Task brief:
Identify each line of the material below that contains the word "light", and copy every such line in full. The match is case-sensitive.
====
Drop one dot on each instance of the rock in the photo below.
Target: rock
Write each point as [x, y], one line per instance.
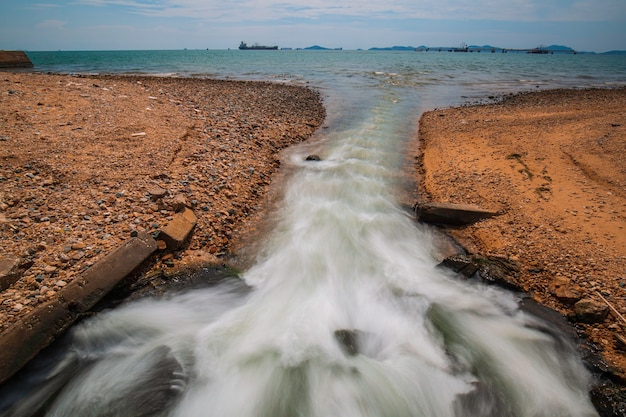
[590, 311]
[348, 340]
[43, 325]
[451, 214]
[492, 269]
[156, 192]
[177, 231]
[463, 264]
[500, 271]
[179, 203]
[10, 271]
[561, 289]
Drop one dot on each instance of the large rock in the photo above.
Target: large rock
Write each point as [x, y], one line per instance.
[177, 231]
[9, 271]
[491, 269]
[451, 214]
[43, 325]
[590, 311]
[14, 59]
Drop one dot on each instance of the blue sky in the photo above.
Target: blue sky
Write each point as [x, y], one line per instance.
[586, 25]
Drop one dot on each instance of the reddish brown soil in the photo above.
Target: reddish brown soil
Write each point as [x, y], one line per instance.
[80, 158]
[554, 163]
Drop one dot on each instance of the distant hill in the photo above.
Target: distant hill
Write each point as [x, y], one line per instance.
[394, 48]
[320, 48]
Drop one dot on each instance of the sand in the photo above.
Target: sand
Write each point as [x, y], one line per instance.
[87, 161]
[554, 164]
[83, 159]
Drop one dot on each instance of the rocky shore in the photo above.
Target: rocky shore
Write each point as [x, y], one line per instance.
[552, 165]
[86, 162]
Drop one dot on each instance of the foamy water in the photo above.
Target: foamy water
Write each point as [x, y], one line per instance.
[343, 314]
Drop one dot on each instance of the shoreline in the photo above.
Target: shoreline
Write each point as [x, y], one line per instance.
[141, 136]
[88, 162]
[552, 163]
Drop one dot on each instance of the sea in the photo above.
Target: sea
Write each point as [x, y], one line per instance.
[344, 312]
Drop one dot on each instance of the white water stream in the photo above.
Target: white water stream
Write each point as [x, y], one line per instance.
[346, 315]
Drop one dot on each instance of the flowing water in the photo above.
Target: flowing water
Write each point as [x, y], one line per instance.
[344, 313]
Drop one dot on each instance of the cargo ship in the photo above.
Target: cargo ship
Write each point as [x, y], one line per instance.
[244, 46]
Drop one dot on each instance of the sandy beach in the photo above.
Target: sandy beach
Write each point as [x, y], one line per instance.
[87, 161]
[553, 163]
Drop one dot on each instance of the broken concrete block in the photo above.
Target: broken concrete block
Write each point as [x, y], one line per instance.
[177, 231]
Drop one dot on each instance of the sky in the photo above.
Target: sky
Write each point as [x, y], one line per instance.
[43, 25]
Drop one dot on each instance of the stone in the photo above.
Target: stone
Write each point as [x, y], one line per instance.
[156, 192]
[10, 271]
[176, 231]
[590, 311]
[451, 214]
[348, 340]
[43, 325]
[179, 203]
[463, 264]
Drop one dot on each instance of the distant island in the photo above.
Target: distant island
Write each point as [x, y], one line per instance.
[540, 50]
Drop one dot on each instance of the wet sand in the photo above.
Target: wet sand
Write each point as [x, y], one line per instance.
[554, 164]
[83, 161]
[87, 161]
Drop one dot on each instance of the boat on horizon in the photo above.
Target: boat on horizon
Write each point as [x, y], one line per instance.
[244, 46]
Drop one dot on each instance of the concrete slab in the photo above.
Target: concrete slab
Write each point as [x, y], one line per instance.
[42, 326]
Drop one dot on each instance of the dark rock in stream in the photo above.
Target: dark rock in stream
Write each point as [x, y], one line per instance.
====
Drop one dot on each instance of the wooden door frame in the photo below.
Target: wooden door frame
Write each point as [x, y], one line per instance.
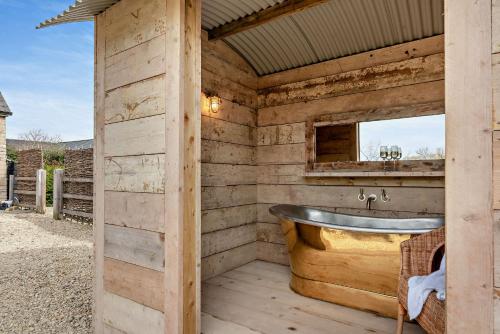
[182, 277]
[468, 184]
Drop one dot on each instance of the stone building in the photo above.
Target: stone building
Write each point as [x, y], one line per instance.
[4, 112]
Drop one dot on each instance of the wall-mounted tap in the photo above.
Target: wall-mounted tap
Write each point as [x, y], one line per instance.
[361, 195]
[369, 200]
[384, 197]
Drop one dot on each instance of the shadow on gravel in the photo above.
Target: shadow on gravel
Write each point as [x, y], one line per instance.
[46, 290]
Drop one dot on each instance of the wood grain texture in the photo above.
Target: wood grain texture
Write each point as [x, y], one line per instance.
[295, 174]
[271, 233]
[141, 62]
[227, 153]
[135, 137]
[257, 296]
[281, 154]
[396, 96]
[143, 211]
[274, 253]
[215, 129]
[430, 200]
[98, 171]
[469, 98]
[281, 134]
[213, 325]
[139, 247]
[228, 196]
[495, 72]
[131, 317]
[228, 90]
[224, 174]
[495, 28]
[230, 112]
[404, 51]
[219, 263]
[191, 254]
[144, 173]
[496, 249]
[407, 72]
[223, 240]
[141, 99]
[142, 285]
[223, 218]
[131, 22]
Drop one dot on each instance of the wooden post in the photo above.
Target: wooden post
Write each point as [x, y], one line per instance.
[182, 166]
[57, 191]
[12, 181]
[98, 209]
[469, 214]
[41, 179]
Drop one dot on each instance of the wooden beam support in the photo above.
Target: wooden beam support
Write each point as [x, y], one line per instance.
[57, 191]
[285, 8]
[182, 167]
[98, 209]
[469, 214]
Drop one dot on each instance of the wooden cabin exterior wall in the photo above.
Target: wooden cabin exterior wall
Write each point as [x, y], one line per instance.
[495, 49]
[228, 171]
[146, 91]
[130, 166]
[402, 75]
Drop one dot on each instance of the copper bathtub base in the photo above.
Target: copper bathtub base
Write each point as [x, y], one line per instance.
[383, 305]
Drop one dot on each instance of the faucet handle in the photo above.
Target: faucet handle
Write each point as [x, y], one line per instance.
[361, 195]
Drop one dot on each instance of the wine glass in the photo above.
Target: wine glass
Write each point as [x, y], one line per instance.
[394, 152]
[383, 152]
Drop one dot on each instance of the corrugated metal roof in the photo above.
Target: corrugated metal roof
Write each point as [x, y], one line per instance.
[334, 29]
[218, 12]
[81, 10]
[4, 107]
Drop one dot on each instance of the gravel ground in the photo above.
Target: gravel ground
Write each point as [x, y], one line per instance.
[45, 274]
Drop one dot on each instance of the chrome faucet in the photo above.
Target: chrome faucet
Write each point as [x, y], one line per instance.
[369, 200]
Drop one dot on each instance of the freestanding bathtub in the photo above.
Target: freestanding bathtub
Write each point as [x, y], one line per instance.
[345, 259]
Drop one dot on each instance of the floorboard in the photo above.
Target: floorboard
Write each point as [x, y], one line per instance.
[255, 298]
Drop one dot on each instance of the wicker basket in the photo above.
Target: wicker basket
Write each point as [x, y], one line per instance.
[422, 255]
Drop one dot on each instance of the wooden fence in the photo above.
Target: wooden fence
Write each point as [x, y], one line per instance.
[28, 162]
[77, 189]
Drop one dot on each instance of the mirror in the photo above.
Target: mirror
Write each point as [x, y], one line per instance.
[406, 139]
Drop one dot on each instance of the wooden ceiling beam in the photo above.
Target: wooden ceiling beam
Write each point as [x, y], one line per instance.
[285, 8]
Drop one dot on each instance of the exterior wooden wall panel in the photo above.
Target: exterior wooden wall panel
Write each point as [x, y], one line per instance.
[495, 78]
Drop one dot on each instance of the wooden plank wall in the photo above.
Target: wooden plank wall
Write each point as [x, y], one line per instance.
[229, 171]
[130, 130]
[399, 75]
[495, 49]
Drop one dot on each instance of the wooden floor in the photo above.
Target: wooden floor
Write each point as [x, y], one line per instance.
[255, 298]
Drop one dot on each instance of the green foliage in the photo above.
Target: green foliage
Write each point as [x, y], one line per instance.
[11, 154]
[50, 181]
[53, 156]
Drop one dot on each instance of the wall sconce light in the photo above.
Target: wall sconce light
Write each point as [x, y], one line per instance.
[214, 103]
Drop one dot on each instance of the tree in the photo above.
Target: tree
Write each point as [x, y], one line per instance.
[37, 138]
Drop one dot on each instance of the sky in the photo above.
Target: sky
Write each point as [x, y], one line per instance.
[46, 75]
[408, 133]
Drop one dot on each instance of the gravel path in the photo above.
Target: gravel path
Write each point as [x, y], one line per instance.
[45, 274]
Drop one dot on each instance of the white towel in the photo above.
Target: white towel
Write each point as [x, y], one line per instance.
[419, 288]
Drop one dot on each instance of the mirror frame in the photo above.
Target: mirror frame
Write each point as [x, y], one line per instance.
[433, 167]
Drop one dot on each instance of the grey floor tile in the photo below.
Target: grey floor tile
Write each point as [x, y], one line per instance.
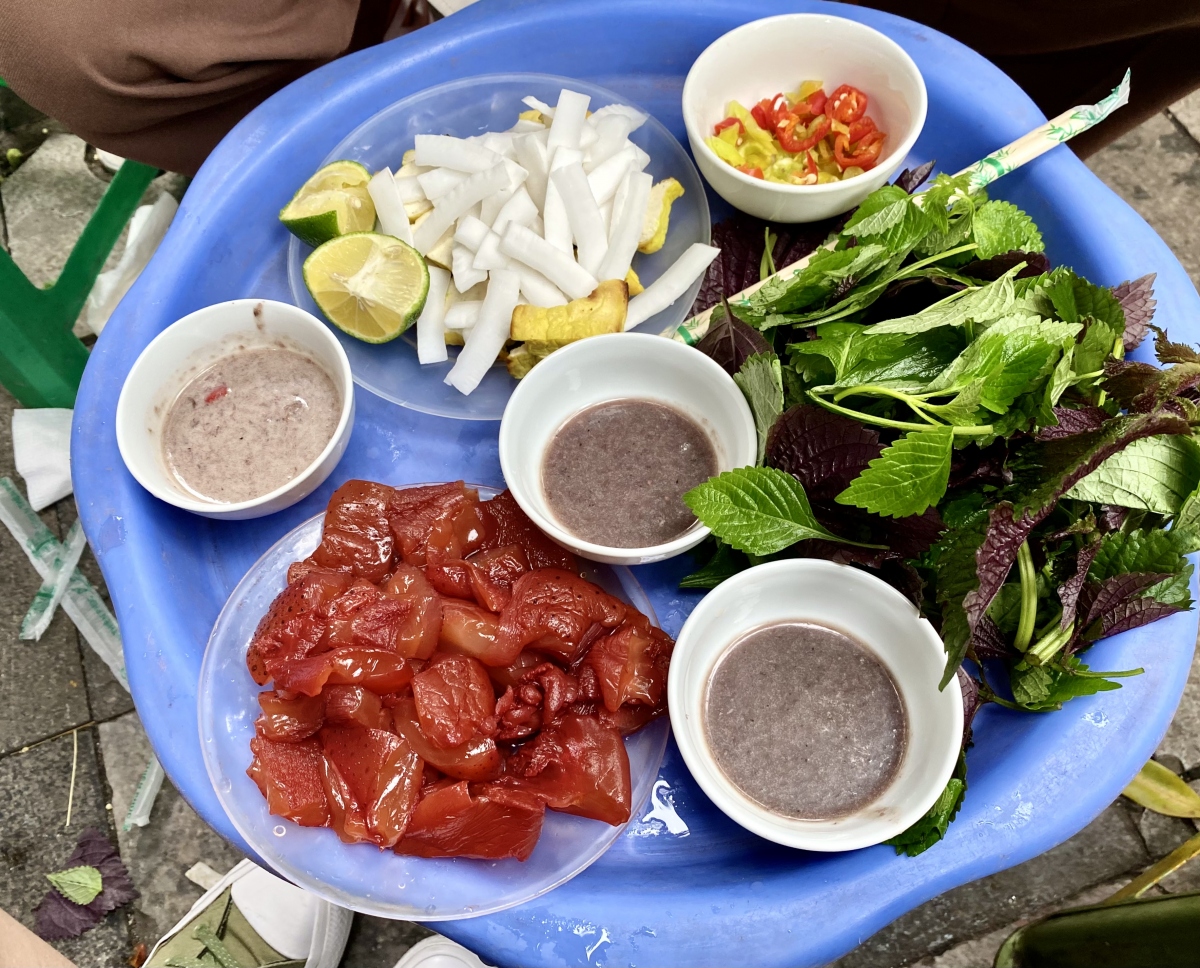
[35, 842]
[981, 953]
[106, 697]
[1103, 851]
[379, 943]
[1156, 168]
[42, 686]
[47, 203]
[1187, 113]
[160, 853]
====
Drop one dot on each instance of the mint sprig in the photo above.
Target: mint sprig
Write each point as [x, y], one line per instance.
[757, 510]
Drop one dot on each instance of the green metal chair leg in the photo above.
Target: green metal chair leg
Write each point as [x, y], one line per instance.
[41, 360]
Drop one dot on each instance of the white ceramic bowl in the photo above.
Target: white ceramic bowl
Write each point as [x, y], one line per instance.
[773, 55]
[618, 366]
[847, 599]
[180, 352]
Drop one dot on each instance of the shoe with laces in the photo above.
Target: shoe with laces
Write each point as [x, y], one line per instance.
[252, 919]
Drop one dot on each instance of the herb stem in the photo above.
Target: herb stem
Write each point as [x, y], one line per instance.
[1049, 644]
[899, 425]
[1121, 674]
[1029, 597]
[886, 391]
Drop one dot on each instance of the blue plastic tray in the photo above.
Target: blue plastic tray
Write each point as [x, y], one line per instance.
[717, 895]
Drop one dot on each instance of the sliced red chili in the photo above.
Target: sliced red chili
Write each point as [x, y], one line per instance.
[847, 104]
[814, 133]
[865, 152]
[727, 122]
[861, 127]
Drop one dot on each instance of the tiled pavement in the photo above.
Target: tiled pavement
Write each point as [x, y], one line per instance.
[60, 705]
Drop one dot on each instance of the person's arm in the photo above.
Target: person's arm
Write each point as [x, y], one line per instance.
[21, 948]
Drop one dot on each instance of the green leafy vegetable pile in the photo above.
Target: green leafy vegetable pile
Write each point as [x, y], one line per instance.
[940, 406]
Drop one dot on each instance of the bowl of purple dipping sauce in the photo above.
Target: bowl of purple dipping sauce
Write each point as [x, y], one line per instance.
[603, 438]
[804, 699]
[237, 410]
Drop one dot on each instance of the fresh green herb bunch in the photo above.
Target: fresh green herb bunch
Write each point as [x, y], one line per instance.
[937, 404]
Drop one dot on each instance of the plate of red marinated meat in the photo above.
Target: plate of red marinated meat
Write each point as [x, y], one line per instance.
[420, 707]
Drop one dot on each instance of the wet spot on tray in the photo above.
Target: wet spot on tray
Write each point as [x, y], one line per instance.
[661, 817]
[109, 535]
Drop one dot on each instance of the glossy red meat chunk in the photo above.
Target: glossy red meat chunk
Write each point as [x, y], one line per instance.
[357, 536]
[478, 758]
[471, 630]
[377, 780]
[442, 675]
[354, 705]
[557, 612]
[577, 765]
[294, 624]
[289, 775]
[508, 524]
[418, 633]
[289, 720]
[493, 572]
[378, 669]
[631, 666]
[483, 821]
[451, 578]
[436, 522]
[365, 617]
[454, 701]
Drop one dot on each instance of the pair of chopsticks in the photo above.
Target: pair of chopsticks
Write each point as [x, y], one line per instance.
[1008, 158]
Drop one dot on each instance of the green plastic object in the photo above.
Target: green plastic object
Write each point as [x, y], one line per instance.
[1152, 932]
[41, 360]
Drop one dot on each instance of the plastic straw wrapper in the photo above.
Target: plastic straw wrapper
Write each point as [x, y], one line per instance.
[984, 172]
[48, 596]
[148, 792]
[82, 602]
====
Exercise response:
Drop one dot on each instance of the wall sconce light in the photo above.
Target: wall sconce light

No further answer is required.